▶ Goal: Output every entry exactly, from the first line to the last.
• • • •
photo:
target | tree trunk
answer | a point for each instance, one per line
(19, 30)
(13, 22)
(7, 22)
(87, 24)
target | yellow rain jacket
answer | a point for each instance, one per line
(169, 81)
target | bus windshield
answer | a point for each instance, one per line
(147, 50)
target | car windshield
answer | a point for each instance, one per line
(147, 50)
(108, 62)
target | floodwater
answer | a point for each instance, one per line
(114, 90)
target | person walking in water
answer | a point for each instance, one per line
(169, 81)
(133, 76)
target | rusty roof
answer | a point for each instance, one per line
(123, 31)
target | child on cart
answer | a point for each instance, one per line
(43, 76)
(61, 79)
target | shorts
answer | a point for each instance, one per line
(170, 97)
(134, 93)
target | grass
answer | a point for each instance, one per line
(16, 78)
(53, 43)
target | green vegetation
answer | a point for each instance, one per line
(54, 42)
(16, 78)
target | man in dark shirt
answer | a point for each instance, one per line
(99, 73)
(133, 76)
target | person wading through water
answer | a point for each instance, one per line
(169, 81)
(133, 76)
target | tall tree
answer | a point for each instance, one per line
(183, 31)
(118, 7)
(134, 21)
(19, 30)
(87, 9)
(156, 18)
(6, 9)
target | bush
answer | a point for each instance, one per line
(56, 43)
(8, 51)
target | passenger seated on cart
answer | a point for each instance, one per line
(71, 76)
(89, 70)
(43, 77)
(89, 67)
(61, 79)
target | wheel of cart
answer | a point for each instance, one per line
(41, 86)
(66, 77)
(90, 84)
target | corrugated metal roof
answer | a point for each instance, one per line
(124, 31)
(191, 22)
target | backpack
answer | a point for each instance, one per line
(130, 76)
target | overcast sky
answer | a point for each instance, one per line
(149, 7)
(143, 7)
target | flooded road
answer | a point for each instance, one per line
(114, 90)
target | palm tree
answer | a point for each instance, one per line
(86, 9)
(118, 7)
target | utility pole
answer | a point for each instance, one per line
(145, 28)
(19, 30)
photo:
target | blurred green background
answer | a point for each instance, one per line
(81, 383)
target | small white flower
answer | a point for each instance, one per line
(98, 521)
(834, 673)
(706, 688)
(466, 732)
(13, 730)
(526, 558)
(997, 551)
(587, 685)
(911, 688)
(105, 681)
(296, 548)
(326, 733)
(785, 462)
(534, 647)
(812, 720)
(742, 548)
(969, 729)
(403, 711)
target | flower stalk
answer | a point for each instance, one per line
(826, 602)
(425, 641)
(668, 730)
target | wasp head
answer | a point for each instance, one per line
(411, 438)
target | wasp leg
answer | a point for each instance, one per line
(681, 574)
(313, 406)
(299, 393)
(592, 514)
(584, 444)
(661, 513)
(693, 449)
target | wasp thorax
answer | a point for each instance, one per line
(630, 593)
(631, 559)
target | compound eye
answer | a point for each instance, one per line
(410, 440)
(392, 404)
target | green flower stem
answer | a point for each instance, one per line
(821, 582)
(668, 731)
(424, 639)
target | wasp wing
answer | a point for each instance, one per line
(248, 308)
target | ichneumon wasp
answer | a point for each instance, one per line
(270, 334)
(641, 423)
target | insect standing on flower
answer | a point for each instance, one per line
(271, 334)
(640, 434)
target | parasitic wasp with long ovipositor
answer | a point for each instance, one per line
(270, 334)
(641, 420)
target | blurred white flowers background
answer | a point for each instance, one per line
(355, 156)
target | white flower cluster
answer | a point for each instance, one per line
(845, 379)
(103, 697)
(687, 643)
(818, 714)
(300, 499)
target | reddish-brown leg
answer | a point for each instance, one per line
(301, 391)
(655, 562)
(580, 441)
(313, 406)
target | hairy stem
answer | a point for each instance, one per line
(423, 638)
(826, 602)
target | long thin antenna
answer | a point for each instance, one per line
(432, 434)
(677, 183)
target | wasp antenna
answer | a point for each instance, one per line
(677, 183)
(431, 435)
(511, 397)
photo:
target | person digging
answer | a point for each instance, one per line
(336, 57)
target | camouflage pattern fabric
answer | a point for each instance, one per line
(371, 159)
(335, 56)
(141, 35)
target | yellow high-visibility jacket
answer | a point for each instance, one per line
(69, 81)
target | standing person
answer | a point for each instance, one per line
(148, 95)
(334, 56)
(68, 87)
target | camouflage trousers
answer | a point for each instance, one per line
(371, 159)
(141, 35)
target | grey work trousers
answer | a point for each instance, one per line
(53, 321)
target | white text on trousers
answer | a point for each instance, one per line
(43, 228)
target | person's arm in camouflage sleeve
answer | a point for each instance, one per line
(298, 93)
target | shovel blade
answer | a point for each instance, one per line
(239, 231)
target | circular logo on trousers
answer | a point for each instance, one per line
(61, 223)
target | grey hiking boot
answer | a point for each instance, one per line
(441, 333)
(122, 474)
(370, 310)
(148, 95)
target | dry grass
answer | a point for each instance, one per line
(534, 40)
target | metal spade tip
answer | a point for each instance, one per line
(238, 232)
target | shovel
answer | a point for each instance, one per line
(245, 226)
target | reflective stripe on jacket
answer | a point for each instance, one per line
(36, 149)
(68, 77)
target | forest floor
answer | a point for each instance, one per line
• • • •
▶ Response below:
photo:
target | tree trunk
answer | a point for each instance, one per line
(19, 30)
(13, 22)
(7, 22)
(87, 24)
target | yellow rain jacket
answer | a point for each instance, one per line
(169, 81)
target | bus windshield
answer | a point for each instance, one per line
(147, 50)
target | car windshield
answer | a point for each instance, one per line
(147, 50)
(108, 62)
target | floodwater
answer | a point for each instance, one per line
(114, 90)
target | person walking in water
answer | a point for each instance, one per line
(169, 81)
(133, 76)
target | rusty roof
answer | a point for each instance, one per line
(123, 31)
target | child on cart
answer | a point for each instance, one per line
(43, 76)
(61, 79)
target | shorts
answer | a point for each instance, one per line
(170, 97)
(134, 93)
target | grass
answer | a point for each instance, one per line
(16, 78)
(53, 43)
target | green vegetation
answer | a point for each instance, one per line
(54, 42)
(16, 78)
target | man in dark shirt
answer | a point for each instance, one per line
(99, 73)
(133, 76)
target | person wading through water
answer | a point for each instance, one per line
(169, 81)
(133, 76)
target | tall tree
answer | a point for each instance, one per line
(183, 31)
(118, 7)
(134, 21)
(19, 30)
(87, 9)
(156, 18)
(6, 9)
target | bush
answer | a point for each instance, one per line
(56, 43)
(8, 51)
target | passenger seated on cart
answer | a point for each instance, one per line
(71, 76)
(89, 70)
(43, 77)
(89, 67)
(61, 79)
target | wheel of cart
answer | a point for each instance, one per line
(41, 86)
(66, 77)
(90, 84)
target | corrugated metal roof
answer | a point for each instance, one per line
(124, 31)
(191, 22)
target | backpack
answer | a point for each instance, one per line
(130, 76)
target | overcast sky
answer | a point for each instance, one per line
(149, 7)
(143, 7)
target | flooded road
answer | a point for each instance, one per line
(114, 90)
target | palm tree
answer | a point for each instance, one per line
(86, 9)
(118, 7)
target | utility pole
answer | a point for each instance, one per line
(145, 28)
(19, 30)
photo:
target | blurred green background
answer | a point for each instance, one per line
(81, 383)
target | small white flower
answer | a point for each instance, one per line
(98, 521)
(834, 673)
(706, 688)
(466, 732)
(13, 730)
(526, 558)
(997, 551)
(587, 685)
(911, 688)
(105, 681)
(296, 548)
(326, 733)
(785, 462)
(534, 647)
(812, 720)
(742, 548)
(969, 729)
(403, 711)
target | flower stalk
answer | a point for each instance, one per line
(826, 602)
(425, 641)
(668, 730)
target | wasp head
answer | a point for each instance, one per line
(411, 438)
target | wasp leg
answer | a point for each instance, one per line
(681, 574)
(313, 406)
(299, 393)
(592, 514)
(584, 444)
(661, 513)
(693, 449)
target | wasp thorax
answer | a point for each instance, one per line
(630, 593)
(631, 559)
target | compound eye
answer | a point for each instance, one per line
(410, 440)
(392, 404)
target | green flower stem
answer | a point for each instance, one per line
(821, 582)
(668, 731)
(424, 639)
target | wasp wing
answer | a point for each instance, one per line
(248, 308)
target | ichneumon wasp
answer | a point for each instance, one per line
(270, 334)
(641, 423)
target | insect standing on flower
answer | a point for each instance, one per line
(271, 334)
(640, 434)
target | parasitic wasp with long ovipositor
answer | a point for each instance, one per line
(270, 334)
(641, 420)
target | blurred white flowers background
answer | a point for each instance, one per line
(355, 156)
target | white flower cluster
answer | a point for each instance, one per line
(845, 379)
(103, 697)
(687, 643)
(818, 714)
(300, 499)
target | reddish-brown leg
answer | a point for each instance, one per line
(301, 391)
(655, 562)
(580, 441)
(313, 406)
target | hairy stem
answer | a point for each instance, one per line
(423, 638)
(826, 602)
target | long thin antenna
answer | a point for each instance, one per line
(432, 434)
(677, 183)
target | wasp antenna
answer | a point for each instance, one per line
(677, 183)
(431, 435)
(511, 397)
photo:
target | person digging
answer | a point for each instance, one per line
(336, 57)
target | camouflage pattern fabric
answer | a point for each instance, one per line
(371, 159)
(335, 56)
(141, 35)
target | yellow high-visibility jacket
answer | a point for each instance, one per line
(69, 81)
target | standing person
answer | a point for each instance, one per line
(148, 95)
(334, 56)
(68, 87)
target | camouflage trousers
answer | a point for each instance, one per line
(371, 159)
(141, 35)
target | grey work trousers
answer | a point for each instance, one per line
(53, 321)
target | white text on trousers
answer | a point for each instance, one per line
(43, 228)
target | person's arm in camouflage sleeve
answer | a point for each instance, one per line
(298, 93)
target | shovel blade
answer | a point for each instance, one per line
(239, 231)
target | circular logo on trousers
answer | a point for each instance, one per line
(61, 223)
target | grey hiking boot
answer | a point for each instance, one per line
(441, 333)
(122, 474)
(370, 310)
(148, 95)
target | dry grass
answer | a point for each instance, one per line
(534, 40)
target | metal spade tip
answer | a point for each instance, one per line
(238, 232)
target | shovel
answer | a point for each instance, one per line
(245, 226)
target | reflective stripe on jacket
answer | a point for each instance, one per line
(36, 149)
(68, 77)
target | forest floor
answer | a point for each instance, one per line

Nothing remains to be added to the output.